Source text |
Question

What are the critical points of `f(x) = (x - 3sinx)^4 -xcosx`?

Answer 1

Critical Points are where the derivative is equal to 0.

But we need to find the derivative. In order to do so, I'll split up `f(x)` into two parts -PART 1 = `(x-3sin(x))^4` and PART 2 = `xcos(x)` and I will combine them using the Sum Rule later.

PART 1:

Let's apply the Chain Rule.

`d/dx(x-3sin(x))^4=4*(x-3sin(x))^3*(1-3cos(x))`
`=4(x-3sin(x))^3(1-3cos(x))`

PART 2:

Let's apply the Product Rule.

Stated goal a | Please write out the calculus thread again, beginning at the words "But we need" and stopping after "the Chain Rule.", with "split up" switched to "break up".

Source records |
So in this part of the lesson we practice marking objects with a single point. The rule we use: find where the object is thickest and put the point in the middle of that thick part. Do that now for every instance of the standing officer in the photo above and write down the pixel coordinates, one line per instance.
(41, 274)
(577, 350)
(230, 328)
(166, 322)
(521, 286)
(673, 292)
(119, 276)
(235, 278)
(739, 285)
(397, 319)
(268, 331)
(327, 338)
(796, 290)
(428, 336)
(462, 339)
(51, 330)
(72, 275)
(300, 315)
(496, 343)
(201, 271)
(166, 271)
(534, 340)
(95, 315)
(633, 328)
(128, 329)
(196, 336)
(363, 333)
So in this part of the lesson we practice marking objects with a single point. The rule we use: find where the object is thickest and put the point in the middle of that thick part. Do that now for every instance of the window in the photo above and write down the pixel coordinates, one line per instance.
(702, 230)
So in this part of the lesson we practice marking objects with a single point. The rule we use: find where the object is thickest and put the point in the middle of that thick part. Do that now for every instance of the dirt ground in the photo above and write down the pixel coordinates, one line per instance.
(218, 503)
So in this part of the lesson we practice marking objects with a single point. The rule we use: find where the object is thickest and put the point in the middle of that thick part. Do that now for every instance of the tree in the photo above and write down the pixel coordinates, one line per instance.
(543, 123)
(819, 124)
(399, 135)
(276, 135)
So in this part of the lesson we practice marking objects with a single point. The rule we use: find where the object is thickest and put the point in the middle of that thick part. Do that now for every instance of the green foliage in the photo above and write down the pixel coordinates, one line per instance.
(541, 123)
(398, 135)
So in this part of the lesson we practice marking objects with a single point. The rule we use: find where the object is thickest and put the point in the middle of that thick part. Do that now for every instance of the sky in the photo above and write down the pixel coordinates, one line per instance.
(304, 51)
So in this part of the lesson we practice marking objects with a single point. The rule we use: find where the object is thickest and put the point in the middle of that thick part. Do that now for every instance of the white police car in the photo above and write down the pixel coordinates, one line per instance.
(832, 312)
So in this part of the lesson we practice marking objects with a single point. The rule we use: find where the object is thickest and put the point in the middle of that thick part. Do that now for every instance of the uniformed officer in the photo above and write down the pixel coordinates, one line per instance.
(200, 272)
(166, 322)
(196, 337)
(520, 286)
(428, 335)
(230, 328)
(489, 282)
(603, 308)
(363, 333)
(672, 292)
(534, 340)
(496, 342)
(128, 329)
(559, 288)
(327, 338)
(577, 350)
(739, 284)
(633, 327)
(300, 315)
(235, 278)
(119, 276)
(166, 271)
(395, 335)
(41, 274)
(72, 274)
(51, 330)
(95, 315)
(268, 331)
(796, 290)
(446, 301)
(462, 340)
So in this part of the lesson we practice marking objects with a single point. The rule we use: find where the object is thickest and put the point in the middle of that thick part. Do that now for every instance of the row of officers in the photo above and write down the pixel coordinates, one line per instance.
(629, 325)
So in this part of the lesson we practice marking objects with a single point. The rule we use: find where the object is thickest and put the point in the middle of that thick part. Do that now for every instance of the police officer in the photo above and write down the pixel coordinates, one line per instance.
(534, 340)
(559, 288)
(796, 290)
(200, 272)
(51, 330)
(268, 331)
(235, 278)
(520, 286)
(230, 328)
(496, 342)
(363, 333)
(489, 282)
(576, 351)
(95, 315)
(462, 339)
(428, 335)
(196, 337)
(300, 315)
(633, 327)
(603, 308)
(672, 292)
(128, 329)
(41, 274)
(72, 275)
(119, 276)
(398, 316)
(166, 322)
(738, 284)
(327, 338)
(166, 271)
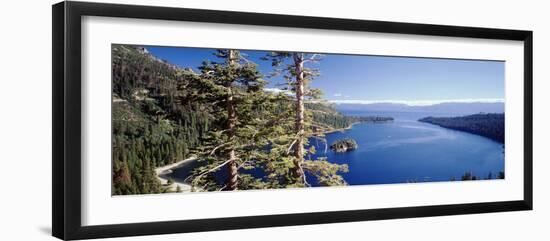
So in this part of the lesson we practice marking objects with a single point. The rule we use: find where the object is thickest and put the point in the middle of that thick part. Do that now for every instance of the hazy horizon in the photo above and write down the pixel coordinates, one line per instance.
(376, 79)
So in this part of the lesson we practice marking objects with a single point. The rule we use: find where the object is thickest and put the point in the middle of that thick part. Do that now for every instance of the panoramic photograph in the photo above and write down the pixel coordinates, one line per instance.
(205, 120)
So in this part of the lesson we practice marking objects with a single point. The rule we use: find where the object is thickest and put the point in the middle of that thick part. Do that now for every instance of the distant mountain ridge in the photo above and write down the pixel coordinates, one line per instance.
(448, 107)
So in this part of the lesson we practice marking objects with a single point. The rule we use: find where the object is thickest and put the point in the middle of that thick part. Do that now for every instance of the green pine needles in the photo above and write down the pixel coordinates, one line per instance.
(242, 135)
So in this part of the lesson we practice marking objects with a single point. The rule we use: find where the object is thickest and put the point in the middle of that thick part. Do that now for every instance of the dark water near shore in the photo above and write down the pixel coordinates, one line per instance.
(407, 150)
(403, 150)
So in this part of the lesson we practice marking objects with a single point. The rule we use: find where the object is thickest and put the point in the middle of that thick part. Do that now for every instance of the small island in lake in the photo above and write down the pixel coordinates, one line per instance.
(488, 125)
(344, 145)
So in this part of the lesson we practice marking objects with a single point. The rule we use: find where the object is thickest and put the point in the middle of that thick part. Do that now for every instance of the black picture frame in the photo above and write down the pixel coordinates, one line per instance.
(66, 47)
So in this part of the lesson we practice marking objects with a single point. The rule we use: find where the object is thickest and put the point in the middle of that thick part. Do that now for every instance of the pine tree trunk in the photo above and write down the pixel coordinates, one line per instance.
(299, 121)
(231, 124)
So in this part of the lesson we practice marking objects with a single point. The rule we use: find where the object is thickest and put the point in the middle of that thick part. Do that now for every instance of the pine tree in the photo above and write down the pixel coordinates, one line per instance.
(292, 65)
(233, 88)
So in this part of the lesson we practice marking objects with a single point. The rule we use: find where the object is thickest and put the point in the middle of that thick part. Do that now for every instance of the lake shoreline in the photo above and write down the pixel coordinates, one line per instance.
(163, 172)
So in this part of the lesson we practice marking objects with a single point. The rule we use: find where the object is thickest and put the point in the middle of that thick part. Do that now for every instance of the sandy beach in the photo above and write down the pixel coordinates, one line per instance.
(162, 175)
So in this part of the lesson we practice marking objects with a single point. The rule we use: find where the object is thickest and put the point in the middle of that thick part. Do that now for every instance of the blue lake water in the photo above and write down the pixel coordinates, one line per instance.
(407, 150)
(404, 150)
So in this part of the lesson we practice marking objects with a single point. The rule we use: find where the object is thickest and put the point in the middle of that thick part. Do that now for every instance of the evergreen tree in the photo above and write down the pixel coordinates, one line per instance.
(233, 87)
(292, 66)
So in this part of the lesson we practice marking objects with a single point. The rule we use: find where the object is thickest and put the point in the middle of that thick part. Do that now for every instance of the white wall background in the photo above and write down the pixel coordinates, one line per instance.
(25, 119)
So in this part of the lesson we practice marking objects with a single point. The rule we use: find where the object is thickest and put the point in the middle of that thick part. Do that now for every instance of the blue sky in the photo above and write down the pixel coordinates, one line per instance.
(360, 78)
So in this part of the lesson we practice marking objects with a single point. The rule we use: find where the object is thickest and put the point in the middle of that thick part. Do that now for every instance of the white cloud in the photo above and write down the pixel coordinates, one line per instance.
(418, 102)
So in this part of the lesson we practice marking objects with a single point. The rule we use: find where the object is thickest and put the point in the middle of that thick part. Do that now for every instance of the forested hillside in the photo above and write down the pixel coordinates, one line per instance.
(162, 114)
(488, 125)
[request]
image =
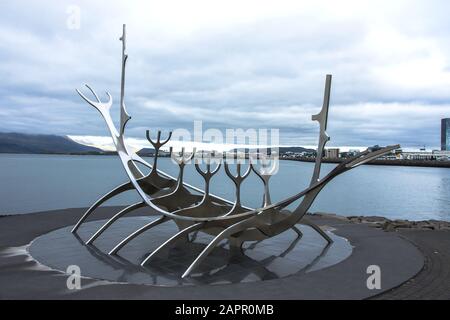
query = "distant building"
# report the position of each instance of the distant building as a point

---

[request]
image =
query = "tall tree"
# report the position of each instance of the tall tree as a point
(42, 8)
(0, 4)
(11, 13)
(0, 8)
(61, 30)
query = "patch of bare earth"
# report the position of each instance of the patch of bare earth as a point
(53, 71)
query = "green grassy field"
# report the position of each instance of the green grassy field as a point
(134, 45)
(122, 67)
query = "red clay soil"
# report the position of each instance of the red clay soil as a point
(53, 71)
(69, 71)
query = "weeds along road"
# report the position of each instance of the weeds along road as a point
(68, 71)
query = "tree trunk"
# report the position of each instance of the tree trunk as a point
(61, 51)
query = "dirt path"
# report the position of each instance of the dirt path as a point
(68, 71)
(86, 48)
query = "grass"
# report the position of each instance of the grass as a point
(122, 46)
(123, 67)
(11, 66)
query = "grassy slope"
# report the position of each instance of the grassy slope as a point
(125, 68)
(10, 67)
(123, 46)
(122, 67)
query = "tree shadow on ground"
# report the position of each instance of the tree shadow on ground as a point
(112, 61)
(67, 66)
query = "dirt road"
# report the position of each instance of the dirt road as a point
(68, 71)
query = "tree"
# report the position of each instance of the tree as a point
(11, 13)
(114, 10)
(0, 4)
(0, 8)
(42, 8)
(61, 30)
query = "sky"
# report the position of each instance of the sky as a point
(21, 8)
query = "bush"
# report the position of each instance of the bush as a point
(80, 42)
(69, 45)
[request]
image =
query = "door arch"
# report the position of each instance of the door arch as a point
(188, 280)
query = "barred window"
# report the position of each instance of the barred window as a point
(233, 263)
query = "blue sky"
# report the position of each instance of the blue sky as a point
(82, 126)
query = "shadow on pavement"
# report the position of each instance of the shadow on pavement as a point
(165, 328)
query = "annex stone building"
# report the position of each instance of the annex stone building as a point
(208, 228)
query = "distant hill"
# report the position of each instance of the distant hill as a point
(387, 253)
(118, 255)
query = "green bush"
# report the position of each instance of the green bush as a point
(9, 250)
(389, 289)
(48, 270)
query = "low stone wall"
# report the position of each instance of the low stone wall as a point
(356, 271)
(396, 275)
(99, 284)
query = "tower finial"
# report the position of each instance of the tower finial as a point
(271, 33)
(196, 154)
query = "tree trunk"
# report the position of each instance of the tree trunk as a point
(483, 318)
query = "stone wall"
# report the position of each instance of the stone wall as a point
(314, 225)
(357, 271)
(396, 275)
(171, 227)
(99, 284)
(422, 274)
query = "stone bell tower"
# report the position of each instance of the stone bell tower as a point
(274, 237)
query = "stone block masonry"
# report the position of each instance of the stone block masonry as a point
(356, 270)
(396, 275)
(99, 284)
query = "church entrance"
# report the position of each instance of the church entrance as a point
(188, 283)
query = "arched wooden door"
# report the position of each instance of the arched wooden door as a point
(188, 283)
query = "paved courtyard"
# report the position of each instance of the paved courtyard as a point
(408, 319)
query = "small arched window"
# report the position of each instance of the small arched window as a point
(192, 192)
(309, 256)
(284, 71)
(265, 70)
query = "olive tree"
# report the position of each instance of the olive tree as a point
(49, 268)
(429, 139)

...

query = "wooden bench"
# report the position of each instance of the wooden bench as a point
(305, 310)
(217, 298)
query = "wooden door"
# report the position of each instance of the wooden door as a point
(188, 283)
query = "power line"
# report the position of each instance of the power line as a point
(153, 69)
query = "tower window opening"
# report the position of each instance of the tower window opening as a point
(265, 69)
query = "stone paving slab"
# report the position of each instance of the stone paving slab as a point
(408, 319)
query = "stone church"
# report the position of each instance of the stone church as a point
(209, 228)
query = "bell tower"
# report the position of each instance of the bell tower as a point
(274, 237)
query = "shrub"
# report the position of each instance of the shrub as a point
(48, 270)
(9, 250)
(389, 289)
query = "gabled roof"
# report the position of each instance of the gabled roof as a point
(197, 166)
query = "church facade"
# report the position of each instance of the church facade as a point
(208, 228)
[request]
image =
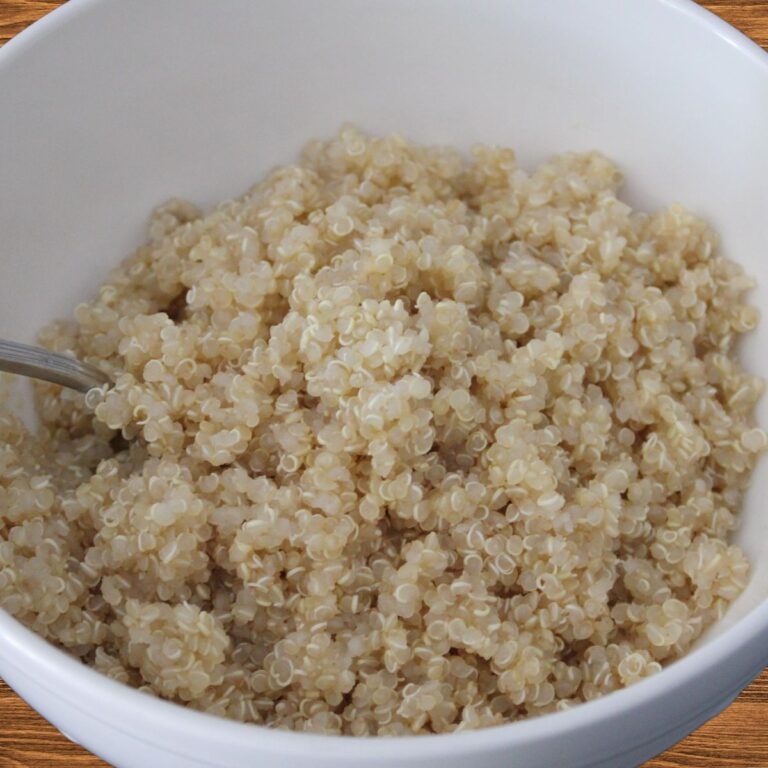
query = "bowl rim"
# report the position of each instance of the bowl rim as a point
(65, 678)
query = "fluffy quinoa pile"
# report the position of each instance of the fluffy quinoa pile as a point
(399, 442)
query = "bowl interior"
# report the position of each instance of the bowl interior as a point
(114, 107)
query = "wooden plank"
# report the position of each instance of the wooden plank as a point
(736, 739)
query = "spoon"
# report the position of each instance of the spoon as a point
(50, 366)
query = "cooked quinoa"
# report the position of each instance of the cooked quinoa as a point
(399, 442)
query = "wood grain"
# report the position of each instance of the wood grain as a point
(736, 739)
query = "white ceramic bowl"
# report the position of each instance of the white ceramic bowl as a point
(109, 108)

Stated goal b | Pull out every line of the entries that contains the string "earth", treating case as significant.

Output a |
But we need to find the derivative. In order to do so, I'll break up `f(x)` into two parts -PART 1 = `(x-3sin(x))^4` and PART 2 = `xcos(x)` and I will combine them using the Sum Rule later.

PART 1:

Let's apply the Chain Rule.

Output b |
query = "patch of bare earth"
# report the position of each instance of the patch of bare earth as a point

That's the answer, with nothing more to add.